━━━━━ DATASET RECORDS ━━━━━

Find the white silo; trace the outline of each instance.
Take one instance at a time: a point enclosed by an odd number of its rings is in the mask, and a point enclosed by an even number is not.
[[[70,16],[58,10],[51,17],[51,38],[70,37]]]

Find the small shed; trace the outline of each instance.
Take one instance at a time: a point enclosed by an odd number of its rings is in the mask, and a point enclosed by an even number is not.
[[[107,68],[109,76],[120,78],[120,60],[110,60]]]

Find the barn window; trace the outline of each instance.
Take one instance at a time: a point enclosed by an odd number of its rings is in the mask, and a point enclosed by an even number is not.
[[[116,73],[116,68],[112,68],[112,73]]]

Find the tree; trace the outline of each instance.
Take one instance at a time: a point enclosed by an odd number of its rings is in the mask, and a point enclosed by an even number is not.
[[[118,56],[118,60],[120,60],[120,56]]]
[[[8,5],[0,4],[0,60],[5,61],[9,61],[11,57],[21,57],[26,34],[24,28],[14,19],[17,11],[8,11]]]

━━━━━
━━━━━ DATASET RECORDS ━━━━━

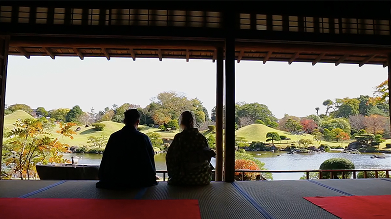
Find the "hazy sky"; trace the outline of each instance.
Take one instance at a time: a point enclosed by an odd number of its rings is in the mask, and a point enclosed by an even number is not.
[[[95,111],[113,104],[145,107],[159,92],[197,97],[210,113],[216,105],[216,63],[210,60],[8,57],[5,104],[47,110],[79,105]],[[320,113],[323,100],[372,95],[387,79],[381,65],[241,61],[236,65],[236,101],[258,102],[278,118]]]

━━━━━
━━━━━ DATASET RECORDS ━━━━━

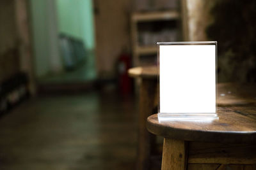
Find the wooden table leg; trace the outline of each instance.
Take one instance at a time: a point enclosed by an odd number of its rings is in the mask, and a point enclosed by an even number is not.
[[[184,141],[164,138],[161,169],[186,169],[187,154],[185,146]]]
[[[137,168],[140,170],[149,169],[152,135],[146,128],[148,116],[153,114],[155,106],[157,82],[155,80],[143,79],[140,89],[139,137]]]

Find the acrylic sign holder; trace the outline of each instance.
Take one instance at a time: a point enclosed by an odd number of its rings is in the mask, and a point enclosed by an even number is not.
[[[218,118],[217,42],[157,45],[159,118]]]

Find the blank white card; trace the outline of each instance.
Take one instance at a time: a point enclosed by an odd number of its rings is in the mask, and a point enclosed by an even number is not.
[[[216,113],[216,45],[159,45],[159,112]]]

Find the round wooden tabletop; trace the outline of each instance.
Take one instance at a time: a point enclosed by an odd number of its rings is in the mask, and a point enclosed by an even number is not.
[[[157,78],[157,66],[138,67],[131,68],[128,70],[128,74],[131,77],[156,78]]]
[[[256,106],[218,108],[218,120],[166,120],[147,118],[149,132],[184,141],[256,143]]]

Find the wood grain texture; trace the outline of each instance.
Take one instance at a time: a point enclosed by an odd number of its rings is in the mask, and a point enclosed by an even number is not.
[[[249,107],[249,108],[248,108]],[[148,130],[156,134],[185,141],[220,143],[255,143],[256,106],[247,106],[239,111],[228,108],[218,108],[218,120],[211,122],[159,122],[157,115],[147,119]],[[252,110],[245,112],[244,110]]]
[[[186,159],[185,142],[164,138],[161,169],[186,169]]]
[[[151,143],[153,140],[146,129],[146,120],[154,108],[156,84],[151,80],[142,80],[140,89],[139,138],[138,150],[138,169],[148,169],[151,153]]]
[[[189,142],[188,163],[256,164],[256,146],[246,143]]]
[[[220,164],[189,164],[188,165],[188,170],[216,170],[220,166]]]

━━━━━

#### PROBLEM TO SOLVE:
Count the lines in the listing above that contain the string "wooden", matching case exactly. Reply with the number only.

#### EXERCISE ANSWER:
2